FIG. 3A illustrates the combination of the structural data of the eye contained in FIGS. 2A and 2B, according to some embodiments.

The gaze tracking enrollment system may combine information across dilation states and poses to create a model that can provide information during gaze tracking processes. In this example, information across two dilation states is shown, however, the combined information may include information across poses. In some embodiments, the gaze tracking enrollment system may use information across a different number of dilation states. The gaze tracking enrollment system may combine information such as the locations of the center of vision 200 at respective dilation states of the pupil 112. The outer edge of the pupil 112 may be the iris-pupil boundary.

FIG. 3B is an iris-pupil edge model based on the structural data illustrated in FIG. 3A, according to some embodiments.

The gaze tracking enrollment system may generate an iris-pupil model 300 based on the combined information that aligns the iris-pupil boundaries of the eye with an x-axis 304 and a y-axis 306. In some embodiments, another type of model may be used, for example, the gaze tracking enrollment system may use a model that uses a spherical structure to represent the eye.

* DATA SEGMENT *
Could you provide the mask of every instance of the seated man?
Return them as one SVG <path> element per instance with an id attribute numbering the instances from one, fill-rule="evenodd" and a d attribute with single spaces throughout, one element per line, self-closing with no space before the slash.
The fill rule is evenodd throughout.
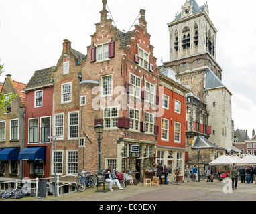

* OBJECTIVE *
Please quote the gaze tracking enrollment passage in full, word for word.

* RESULT OF THE TASK *
FIG. 3A illustrates the combination of the structural data of the eye contained in FIGS. 2A and 2B, according to some embodiments.

The gaze tracking enrollment system may combine information across dilation states and poses to create a model that can provide information during gaze tracking processes. In this example, information across two dilation states is shown, however, the combined information may include information across poses. In some embodiments, the gaze tracking enrollment system may use information across a different number of dilation states. The gaze tracking enrollment system may combine information such as the locations of the center of vision 200 at respective dilation states of the pupil 112. The outer edge of the pupil 112 may be the iris-pupil boundary.

FIG. 3B is an iris-pupil edge model based on the structural data illustrated in FIG. 3A, according to some embodiments.

The gaze tracking enrollment system may generate an iris-pupil model 300 based on the combined information that aligns the iris-pupil boundaries of the eye with an x-axis 304 and a y-axis 306. In some embodiments, another type of model may be used, for example, the gaze tracking enrollment system may use a model that uses a spherical structure to represent the eye.